**Aufgabe:** Kopiere alle Einträge Zeile für Zeile, ohne etwas daran zu ändern.

(Einträge mit beschrifteten Umrissen)

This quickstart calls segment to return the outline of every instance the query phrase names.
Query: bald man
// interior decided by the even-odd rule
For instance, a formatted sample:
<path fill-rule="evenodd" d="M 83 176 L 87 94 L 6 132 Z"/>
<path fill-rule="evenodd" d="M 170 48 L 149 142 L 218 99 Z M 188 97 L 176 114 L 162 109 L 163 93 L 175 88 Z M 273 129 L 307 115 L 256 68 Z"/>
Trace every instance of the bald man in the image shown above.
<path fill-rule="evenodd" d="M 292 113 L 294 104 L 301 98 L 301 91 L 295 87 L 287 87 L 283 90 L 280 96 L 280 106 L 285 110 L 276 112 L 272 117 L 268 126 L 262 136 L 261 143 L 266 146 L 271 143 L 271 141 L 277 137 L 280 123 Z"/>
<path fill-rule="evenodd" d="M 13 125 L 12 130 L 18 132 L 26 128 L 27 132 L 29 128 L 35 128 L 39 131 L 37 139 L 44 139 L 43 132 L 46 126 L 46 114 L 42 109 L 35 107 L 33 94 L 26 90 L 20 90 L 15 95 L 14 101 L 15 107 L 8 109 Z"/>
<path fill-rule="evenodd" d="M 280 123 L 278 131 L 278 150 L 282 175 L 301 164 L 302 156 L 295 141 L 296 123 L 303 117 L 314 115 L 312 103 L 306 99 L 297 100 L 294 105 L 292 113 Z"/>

**Ergebnis:**
This quickstart calls segment to return the outline of every instance the query phrase names.
Query: bald man
// interior decided by the even-odd rule
For instance, a formatted sample:
<path fill-rule="evenodd" d="M 83 176 L 87 94 L 6 132 Z"/>
<path fill-rule="evenodd" d="M 170 48 L 149 142 L 218 99 Z M 188 97 L 176 114 L 162 109 L 163 93 L 175 88 Z M 273 129 L 307 115 L 256 68 Z"/>
Trace every instance of the bald man in the image shown above.
<path fill-rule="evenodd" d="M 292 113 L 294 104 L 301 98 L 301 91 L 295 87 L 287 87 L 283 90 L 280 96 L 280 106 L 285 110 L 276 112 L 272 117 L 268 126 L 262 136 L 261 143 L 266 146 L 271 143 L 271 141 L 277 137 L 280 123 Z"/>
<path fill-rule="evenodd" d="M 13 125 L 12 130 L 18 132 L 26 128 L 27 132 L 29 128 L 35 128 L 39 131 L 37 139 L 44 139 L 43 132 L 46 126 L 46 114 L 42 109 L 35 107 L 33 94 L 26 90 L 20 90 L 15 95 L 14 101 L 15 107 L 8 109 Z"/>
<path fill-rule="evenodd" d="M 280 123 L 278 131 L 278 150 L 282 175 L 301 164 L 302 156 L 295 141 L 296 123 L 303 117 L 314 115 L 312 103 L 306 99 L 297 100 L 294 105 L 292 113 Z"/>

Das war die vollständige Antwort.